§ Written problem:
Using the entries below, quote exactly the span of lines that begins with the line containing "Where can the clownfish" and ends with the final line.

Start of The input

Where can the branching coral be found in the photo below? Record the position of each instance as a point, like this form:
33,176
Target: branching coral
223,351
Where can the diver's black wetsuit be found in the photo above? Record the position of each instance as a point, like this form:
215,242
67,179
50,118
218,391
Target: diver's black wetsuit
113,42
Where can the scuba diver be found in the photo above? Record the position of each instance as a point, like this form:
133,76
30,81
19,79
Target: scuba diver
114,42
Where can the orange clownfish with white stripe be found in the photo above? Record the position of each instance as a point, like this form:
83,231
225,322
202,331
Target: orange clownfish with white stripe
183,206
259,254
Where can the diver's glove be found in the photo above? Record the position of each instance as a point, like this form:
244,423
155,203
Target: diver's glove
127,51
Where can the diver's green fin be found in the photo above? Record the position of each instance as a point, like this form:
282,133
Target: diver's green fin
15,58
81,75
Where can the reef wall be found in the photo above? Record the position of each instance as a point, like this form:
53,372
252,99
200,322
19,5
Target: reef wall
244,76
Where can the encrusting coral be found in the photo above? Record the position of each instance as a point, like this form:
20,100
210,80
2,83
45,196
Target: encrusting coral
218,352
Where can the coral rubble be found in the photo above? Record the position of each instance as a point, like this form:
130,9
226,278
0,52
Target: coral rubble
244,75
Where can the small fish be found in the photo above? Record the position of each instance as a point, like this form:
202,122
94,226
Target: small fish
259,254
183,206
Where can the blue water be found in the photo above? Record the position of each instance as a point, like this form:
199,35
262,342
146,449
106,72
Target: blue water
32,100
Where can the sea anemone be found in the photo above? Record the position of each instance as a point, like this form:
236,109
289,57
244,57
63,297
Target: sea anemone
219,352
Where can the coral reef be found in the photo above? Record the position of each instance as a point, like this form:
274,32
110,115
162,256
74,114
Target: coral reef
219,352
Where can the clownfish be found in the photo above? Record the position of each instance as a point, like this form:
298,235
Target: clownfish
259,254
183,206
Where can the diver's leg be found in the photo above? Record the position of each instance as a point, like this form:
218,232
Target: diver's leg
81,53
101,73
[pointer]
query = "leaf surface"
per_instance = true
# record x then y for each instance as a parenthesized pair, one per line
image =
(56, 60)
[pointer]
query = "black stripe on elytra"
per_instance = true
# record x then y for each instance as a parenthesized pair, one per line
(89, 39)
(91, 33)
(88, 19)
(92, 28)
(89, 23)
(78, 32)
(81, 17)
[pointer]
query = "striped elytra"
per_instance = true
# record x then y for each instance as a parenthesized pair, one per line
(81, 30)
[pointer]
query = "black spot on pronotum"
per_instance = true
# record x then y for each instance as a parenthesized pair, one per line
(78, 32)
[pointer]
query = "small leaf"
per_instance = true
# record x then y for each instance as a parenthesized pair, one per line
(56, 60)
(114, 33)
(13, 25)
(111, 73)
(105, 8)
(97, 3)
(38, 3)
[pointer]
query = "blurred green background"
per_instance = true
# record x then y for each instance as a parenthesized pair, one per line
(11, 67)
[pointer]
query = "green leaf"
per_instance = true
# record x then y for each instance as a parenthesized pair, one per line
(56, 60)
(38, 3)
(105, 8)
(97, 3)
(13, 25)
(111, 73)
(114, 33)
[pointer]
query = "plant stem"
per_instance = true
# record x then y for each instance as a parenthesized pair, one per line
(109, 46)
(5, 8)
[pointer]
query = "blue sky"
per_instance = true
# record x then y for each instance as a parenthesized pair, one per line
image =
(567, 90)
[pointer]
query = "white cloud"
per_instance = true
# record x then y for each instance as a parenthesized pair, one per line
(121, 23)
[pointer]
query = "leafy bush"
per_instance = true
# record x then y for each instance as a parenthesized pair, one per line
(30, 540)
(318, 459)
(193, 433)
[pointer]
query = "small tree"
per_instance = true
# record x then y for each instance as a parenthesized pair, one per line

End of The input

§ Task solution:
Where can the clownfish be found in the photo above? Record the position of each instance as a point, like this form:
298,235
Target: clownfish
259,254
183,206
Where can the diver's leg be found in the photo above? Record the position of each instance as a point, like this form:
218,232
Target: diver's leg
81,53
101,73
[pointer]
query = "leaf surface"
per_instance = true
# record x then y for each instance as a parenthesized pair, one per line
image =
(56, 60)
[pointer]
query = "black stripe on elytra"
per_instance = true
# record x then y for each instance as a parenthesized pair, one per line
(89, 39)
(91, 33)
(88, 19)
(92, 28)
(89, 23)
(78, 32)
(81, 17)
[pointer]
query = "striped elytra"
per_instance = true
# record x then y for each instance as a parenthesized pair, one per line
(81, 30)
[pointer]
query = "black spot on pronotum"
per_instance = true
# record x then y for each instance as a parenthesized pair, one per line
(78, 32)
[pointer]
query = "small leaf"
per_instance = true
# record x then y for each instance as a parenthesized pair, one per line
(56, 60)
(114, 33)
(13, 25)
(111, 73)
(105, 8)
(97, 3)
(38, 3)
[pointer]
query = "blurred green background"
per_instance = true
# record x then y for each instance as a parenthesized pair, one per line
(11, 67)
[pointer]
query = "green leaf"
per_instance = true
# record x then y for each instance as a parenthesized pair, one per line
(56, 60)
(38, 3)
(105, 8)
(97, 3)
(13, 25)
(111, 73)
(114, 33)
[pointer]
query = "plant stem"
per_instance = true
# record x then y for each instance as a parenthesized pair, one per line
(109, 46)
(5, 8)
[pointer]
query = "blue sky"
per_instance = true
# record x then y for each instance as a parenthesized pair, one per line
image =
(567, 90)
[pointer]
query = "white cloud"
per_instance = true
# record x then y for each instance as a parenthesized pair, one per line
(121, 23)
[pointer]
query = "leafy bush"
per_instance = true
# record x then y for each instance as a parenthesized pair, one per line
(30, 540)
(318, 459)
(193, 433)
[pointer]
query = "small tree"
per_instance = true
# record x then y for each instance as a parenthesized pair, one per line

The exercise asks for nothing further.